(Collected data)
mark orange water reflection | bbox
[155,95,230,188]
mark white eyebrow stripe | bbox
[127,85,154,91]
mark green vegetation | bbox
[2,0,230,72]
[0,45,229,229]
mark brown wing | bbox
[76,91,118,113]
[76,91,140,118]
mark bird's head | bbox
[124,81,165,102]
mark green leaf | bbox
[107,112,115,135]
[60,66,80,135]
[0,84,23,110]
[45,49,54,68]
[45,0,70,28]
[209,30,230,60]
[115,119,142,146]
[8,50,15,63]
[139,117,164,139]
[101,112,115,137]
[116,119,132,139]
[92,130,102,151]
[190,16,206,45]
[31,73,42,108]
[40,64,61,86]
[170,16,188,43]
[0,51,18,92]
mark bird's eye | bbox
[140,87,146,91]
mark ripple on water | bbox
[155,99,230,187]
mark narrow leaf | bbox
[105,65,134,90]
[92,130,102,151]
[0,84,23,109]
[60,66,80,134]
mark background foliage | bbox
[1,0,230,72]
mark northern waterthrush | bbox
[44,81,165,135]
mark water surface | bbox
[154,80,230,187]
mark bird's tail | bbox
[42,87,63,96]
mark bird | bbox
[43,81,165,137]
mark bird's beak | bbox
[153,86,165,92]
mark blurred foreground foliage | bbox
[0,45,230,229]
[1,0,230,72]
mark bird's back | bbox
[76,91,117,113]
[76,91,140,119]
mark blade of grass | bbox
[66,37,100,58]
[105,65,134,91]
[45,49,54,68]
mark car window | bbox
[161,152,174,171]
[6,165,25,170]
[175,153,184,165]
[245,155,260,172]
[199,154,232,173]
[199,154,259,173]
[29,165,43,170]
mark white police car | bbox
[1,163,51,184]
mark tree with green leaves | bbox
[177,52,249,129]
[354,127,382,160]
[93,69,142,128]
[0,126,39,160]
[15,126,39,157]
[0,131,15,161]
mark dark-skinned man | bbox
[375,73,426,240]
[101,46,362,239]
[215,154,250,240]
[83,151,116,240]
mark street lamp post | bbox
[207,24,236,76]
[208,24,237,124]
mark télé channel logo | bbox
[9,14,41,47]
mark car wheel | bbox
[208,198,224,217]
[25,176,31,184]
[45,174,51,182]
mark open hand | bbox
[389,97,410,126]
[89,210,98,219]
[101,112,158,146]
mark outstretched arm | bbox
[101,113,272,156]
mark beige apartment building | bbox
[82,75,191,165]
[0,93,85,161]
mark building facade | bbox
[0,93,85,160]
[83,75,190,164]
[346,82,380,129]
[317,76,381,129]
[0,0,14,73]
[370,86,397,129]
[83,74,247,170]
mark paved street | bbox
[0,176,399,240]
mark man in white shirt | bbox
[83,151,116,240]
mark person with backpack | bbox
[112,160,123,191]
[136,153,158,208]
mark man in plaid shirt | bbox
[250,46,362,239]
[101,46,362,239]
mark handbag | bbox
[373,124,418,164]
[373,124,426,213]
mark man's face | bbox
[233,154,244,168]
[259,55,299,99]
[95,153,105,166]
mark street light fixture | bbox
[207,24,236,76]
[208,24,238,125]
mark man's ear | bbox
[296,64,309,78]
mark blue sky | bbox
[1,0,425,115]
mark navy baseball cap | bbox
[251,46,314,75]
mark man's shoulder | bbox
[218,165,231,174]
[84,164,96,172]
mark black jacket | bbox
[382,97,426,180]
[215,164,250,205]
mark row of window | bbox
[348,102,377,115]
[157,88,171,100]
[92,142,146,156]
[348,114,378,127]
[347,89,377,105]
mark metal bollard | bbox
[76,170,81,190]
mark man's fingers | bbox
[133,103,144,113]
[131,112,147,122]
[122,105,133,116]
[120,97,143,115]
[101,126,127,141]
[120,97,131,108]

_WHAT YOU NEED TO DO_
Return exactly the lines from the line holding "mark man in white shirt | bbox" to the last line of the data, with both of those lines included and nothing added.

_WRITTEN REPLY_
mark man in white shirt | bbox
[83,151,116,240]
mark person with backpack | bbox
[112,160,123,191]
[136,153,158,208]
mark man in plaid shirt | bbox
[250,46,362,239]
[101,46,362,239]
mark handbag | bbox
[373,124,418,164]
[373,124,426,213]
mark man's face | bbox
[233,154,244,168]
[259,55,299,99]
[95,153,105,166]
mark street light fixture | bbox
[207,24,236,76]
[208,24,238,125]
mark man's ear | bbox
[296,64,309,78]
mark blue sky | bbox
[1,0,425,115]
mark navy baseball cap | bbox
[251,46,314,75]
mark man's shoulder | bbox
[218,165,231,174]
[84,164,96,172]
mark black jacket | bbox
[382,97,426,180]
[215,164,250,205]
mark row of window | bbox
[348,102,377,115]
[157,88,171,100]
[92,142,146,156]
[348,114,378,127]
[347,89,377,105]
mark metal bollard | bbox
[76,170,81,190]
mark man's fingers | bbox
[133,103,144,113]
[131,112,147,122]
[122,105,133,116]
[120,97,143,115]
[101,126,127,141]
[120,97,131,108]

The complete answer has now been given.